▶ Questions on the material
1 - In the article on nurse indemnity, from what date does the Royal College of Nursing change the conditions of its indemnity scheme?
2 - Render this sentence from the article on nurse indemnity in Spanish: "The college says that this disparity represents “an unacceptable financial burden” and that it must act to ensure that cover for all members remains affordable."
3 - Quote the article on nurse indemnity from "GPs could bear" to "of nurses themselves.".
*** Document segment ***
GPs could bear cost of changes to nurse indemnity
Authors: Helen Jaques
Publication date: 03 ноя 2011
The Royal College of Nursing has announced changes to its indemnity scheme for general practice nurses that could force practices to upgrade their coverage or pay for coverage of nurses themselves.
Currently, clinical negligence cases involving nurses employed by general practices are dealt with by the practice’s medical indemnity provider, which then recovers some or all of the costs from the royal college.
However, the college is changing the conditions of its indemnity scheme, a benefit for all members, from 1 January 2012, so that the costs of any clinical negligence action will not be recoverable from its scheme and will instead fall on the employing practice and its indemnity provider.
As a result many practices will have to upgrade from individual cover for their GPs to practice-wide cover at a cost of thousands of pounds, said Richard Vautrey, deputy chairman of the BMA’s General Practitioners Committee. Practice-wide cover provides “vicarious liability,” by which GPs can seek assistance if a claim against a nurse directly employed by their practice is brought against them as the employer.
Medical indemnity organisations have been unable to rule out whether this change could lead to an increase in premiums for practice-wide schemes. The Medical Protection Society admits that indemnity for any liabilities “comes at a price.”
In addition, practice-level schemes generally don’t cover nurses who work in extended roles, such as those who take on prescribing, said Dr Vautrey.
In these instances practices might have to pay out for personal insurance for their nurses, as the Royal College of Nursing has advised its members that employing practices should not insist on nurses taking out their own insurance. In a statement it said, “If your employer wants to change your contract to oblige you to take out personal cover, this is a contractual dispute and you should seek the assistance of your RCN regional office.”
Medical indemnity organisations have expressed surprise over this change, on which they were not consulted. “We are planning to meet with the RCN to understand exactly who will be affected and what benefits they will be losing,” the Medical Defence Union has said. “We would be concerned if this led to individual nurses being left exposed.”
The royal college estimates that claims against members who work in general practice cost £5m a year, 90% of its indemnity scheme expenditure, despite amounting to only 40-50 cases a year. NHS trusts and independent sector employers accept “vicarious liability” for the actions of their staff and do not pursue the college, or the individual at fault, for costs.
The college says that this disparity represents “an unacceptable financial burden” and that it must act to ensure that cover for all members remains affordable.
*** End of Document segment ***
*** Provided information ***
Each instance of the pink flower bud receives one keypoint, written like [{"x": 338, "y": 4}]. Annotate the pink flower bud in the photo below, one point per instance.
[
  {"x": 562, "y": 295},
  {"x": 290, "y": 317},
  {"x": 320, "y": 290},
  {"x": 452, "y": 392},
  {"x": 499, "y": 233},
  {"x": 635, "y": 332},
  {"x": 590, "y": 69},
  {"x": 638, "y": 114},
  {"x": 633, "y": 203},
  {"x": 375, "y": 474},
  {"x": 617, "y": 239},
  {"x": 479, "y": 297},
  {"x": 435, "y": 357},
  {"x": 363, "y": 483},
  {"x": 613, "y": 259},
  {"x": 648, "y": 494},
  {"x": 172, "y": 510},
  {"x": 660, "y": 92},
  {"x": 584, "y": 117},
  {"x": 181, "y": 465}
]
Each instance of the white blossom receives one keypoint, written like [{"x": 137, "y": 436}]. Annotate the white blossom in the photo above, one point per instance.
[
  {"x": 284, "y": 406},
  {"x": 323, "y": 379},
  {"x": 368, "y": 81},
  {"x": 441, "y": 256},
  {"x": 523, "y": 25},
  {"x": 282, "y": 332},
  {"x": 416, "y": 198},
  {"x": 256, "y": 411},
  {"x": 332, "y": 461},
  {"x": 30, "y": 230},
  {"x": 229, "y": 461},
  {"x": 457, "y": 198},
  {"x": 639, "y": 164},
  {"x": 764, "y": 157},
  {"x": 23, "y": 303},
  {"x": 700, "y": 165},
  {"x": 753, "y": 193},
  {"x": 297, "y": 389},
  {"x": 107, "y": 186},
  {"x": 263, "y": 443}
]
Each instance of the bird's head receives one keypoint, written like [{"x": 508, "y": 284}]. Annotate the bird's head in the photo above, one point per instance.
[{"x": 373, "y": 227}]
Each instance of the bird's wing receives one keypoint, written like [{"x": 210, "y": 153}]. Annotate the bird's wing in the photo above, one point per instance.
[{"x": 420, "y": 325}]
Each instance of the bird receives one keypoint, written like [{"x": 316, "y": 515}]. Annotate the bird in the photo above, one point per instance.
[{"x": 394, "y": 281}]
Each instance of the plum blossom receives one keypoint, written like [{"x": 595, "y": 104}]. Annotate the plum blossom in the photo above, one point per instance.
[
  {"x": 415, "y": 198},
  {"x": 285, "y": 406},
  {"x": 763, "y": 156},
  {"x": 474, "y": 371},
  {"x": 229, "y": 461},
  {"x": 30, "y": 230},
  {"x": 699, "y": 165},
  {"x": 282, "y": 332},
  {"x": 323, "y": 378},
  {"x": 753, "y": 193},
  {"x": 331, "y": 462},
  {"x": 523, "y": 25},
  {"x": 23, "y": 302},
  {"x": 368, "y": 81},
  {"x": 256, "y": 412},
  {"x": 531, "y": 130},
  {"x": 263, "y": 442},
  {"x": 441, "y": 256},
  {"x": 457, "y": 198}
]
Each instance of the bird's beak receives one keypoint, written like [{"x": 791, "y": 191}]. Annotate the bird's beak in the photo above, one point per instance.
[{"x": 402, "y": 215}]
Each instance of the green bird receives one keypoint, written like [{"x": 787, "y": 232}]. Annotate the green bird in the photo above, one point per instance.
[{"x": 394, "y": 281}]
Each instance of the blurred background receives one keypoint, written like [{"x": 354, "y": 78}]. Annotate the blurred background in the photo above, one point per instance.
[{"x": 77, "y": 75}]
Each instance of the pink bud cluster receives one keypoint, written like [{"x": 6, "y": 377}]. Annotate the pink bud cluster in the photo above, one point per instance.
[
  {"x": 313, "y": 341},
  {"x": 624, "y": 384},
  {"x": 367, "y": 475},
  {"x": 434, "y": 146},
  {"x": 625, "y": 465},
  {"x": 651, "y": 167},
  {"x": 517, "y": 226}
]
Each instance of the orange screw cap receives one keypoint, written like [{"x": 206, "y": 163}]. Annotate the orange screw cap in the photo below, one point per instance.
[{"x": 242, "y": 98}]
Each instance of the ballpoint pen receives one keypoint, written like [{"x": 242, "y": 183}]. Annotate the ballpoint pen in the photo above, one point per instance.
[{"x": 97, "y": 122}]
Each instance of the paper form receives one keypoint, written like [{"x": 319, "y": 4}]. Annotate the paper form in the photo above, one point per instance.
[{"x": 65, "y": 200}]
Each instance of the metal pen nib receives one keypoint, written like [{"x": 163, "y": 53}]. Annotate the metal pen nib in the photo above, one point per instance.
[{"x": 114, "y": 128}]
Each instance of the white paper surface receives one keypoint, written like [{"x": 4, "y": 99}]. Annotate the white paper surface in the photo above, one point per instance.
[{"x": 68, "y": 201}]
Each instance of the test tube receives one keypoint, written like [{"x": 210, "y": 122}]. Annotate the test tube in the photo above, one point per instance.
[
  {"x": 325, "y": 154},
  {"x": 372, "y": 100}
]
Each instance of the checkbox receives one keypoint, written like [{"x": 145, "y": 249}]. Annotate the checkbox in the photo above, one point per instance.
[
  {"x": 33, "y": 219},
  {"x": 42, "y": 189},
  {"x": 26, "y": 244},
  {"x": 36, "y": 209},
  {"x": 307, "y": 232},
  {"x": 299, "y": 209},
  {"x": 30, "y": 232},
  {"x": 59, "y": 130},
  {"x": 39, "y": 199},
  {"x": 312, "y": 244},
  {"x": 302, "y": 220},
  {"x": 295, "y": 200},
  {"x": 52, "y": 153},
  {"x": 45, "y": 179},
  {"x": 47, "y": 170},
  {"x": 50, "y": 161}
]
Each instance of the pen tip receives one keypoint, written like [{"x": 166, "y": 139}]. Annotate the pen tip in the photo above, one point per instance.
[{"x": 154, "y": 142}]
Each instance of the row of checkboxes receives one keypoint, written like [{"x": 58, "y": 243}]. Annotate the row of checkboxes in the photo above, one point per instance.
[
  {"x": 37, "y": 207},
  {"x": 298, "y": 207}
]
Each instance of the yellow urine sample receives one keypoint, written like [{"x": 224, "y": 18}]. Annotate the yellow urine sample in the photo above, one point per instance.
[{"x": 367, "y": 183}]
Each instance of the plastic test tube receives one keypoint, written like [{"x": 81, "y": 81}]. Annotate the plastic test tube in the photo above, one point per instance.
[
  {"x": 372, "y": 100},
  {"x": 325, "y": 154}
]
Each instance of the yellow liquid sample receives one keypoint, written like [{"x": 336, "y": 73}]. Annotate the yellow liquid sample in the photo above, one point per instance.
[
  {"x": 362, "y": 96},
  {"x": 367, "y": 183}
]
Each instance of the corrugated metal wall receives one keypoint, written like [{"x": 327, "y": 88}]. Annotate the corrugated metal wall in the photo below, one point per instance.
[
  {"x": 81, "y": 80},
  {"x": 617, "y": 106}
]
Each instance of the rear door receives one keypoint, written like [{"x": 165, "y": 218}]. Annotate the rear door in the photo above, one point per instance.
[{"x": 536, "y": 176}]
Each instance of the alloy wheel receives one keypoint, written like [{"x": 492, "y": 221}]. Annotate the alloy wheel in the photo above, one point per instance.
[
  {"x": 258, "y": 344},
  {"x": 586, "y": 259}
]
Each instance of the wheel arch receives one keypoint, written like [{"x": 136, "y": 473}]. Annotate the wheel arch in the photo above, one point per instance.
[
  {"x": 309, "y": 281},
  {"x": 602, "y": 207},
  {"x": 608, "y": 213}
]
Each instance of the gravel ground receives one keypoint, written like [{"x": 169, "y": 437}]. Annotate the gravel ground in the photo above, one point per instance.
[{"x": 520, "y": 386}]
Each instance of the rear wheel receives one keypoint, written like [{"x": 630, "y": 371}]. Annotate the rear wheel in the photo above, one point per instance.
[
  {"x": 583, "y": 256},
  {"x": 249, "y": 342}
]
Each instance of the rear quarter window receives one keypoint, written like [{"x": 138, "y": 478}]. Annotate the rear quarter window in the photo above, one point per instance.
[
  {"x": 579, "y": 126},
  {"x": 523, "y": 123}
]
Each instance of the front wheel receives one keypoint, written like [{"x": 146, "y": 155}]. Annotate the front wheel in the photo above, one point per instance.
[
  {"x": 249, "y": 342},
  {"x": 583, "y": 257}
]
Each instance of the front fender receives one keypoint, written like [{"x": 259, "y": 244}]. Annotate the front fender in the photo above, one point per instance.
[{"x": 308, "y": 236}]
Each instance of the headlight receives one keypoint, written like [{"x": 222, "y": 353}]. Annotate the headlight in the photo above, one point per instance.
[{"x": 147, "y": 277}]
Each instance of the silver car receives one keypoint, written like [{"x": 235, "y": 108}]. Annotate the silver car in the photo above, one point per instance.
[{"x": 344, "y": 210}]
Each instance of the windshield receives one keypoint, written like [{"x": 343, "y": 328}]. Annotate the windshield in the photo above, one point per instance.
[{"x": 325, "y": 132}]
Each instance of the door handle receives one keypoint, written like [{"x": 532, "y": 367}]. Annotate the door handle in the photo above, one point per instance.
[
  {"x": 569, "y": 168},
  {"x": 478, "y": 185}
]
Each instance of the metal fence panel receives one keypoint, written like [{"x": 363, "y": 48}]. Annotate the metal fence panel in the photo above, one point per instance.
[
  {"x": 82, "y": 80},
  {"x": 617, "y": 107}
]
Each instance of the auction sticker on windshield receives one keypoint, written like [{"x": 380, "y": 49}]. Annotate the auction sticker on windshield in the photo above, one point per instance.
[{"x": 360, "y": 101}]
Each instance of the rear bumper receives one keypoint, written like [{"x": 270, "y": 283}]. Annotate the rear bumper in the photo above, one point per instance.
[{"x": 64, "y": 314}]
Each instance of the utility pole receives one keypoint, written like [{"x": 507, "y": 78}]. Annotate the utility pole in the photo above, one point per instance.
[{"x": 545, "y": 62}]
*** End of Provided information ***
▶ Answers
1 - 1 January 2012

2 - El colegio afirma que esta disparidad representa «una carga financiera inaceptable» y que debe actuar para garantizar que la cobertura de todos los miembros siga siendo asequible.

3 -
GPs could bear cost of changes to nurse indemnity
Authors: Helen Jaques
Publication date: 03 ноя 2011
The Royal College of Nursing has announced changes to its indemnity scheme for general practice nurses that could force practices to upgrade their coverage or pay for coverage of nurses themselves.